----- TRECHO FORNECIDO
AÇÃO PODE CAIR A ATÉ R$ 3,50

Entre as petrolíferas, a Petrobras tem a maior dívida do mundo — R$ 402 bilhões de endividamento líquido — e não vem tendo muito sucesso em sua estratégia de vender US$ 15,1 bilhões em ativos até o fim de 2016: após vários meses, foram apenas US$ 700 milhões. Por causa de fatores como esses, apesar da derrocada de suas ações, a Petrobras ainda é considerada “cara” por investidores se comparada a concorrentes, afirmou Luis Gustavo Pereira, analista da Guide Investimentos.

Pereira comparou a Petrobras a outras três companhias internacionais de petróleo. E calculou em quantos anos a geração de caixa das petrolíferas projetada para este ano pagaria o “valor da empresa” — conceito que, além do valor das ações em Bolsa, considera o tamanho da dívida e as participações minoritárias em outras companhias. Quanto maior o valor, mais “cara” está a empresa do ponto de vista do investidor. No caso da Petrobras, a relação foi de 5,47 (cinco anos e meio de geração de caixa), acima dos indicadores da britânica BP (4,78), da espanhola Repsol (4,93) e da holandesa Shell (3,87). A análise foi realizada em dólares.

— Sobre a Petrobras, mantêm-se os receios com relação a sua alta alavancagem e ao atual preço do petróleo. A empresa depende de um plano de desinvestimento importante, mas dificilmente terá um resultado significativo nesse patamar de cotação do produto — disse Pereira. — O movimento é global, várias empresas do mundo estão sofrendo. Mas, comparando-se os fundamentos, a Petrobras ainda está mais cara que as outras. A faca ainda está caindo, então é impossível segurá-la.

Na avaliação de Raphael Figueredo, analista da Clear Corretora, considerando a cotação histórica das ações, o próximo “nível de suporte” da Petrobras PN é de R$ 4,30. Isso significa que, pelas estimativas do especialista, caso o papel caia abaixo desse nível, há grandes chances de que ele recue para a casa dos R$ 3,50:

— Há mais espaço para queda. Sobretudo se o dólar seguir em alta e o petróleo, que continua sendo o fator de curto prazo determinante, em queda.
----------
----- DADOS APRESENTADOS
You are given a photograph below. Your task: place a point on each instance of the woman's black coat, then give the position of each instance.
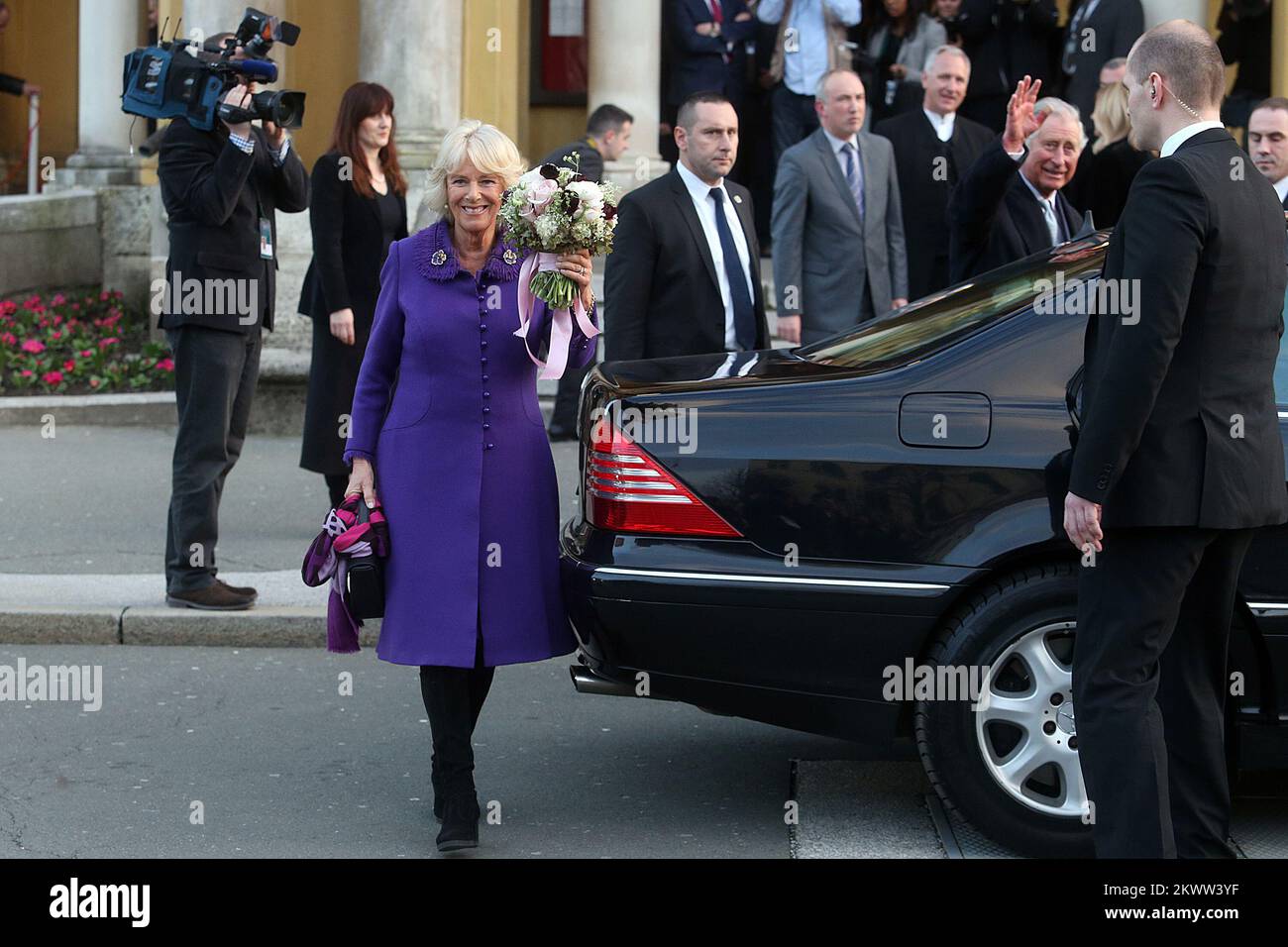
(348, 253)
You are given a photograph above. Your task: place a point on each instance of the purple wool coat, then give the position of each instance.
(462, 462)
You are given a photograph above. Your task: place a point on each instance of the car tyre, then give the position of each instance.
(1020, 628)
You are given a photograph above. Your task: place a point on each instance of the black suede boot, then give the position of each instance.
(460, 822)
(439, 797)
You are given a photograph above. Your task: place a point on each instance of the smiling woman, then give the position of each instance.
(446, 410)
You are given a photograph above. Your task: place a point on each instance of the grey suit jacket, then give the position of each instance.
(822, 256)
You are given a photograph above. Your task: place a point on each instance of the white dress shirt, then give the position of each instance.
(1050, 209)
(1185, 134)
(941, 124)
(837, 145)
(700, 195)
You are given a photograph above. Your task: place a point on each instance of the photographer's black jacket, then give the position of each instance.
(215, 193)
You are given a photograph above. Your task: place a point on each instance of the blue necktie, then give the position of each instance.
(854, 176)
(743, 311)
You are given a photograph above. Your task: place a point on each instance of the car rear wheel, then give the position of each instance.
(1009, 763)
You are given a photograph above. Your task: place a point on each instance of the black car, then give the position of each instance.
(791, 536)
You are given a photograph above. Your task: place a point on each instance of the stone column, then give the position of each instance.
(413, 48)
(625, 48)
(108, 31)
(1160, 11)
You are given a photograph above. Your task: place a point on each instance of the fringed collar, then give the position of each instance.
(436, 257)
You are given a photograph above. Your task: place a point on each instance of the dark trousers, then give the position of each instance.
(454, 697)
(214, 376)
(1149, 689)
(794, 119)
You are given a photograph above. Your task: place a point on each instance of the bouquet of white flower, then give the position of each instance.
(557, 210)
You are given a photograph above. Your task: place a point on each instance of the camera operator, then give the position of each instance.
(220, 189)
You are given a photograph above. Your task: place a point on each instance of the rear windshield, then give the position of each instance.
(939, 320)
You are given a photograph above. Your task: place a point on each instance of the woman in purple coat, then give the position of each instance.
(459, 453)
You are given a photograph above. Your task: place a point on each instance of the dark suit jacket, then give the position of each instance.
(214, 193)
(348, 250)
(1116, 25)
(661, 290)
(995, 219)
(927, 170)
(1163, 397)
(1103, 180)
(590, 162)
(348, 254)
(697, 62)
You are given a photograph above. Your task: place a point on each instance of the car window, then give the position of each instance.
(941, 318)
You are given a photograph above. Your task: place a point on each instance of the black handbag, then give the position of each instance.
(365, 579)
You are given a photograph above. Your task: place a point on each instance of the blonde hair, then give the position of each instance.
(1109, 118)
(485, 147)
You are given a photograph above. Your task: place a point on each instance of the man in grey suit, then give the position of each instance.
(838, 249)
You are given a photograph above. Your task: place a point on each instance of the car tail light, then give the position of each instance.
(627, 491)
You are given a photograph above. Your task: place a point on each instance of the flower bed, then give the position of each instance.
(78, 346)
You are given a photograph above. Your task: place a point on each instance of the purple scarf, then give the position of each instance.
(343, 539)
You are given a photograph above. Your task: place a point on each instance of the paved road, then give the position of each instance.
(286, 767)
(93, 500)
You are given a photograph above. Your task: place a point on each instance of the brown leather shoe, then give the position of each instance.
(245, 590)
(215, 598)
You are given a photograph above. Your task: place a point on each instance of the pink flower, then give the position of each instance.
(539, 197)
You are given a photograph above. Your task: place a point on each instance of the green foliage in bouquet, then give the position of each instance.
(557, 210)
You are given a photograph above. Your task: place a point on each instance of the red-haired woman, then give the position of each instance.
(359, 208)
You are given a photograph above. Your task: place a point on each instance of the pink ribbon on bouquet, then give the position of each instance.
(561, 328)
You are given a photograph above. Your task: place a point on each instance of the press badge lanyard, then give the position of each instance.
----------
REQUISITOS DAS TAREFAS:
1 > De acordo com o trecho sobre a Petrobras, quanto a empresa havia conseguido vender em ativos após vários meses?
2 > Resuma o trecho sobre a Petrobras em duas frases.
Os dados não são utilizados nesta atividade.

RESPOSTAS DO EXERCÍCIO:
1 > US$ 700 milhões.

2 > Com a maior dívida do mundo entre as petrolíferas e pouco sucesso na venda de ativos, a Petrobras ainda é considerada cara por investidores em comparação com BP, Repsol e Shell, segundo o analista Luis Gustavo Pereira. Para Raphael Figueredo, se o papel PN cair abaixo do suporte de R$ 4,30, há grandes chances de recuar para a casa dos R$ 3,50.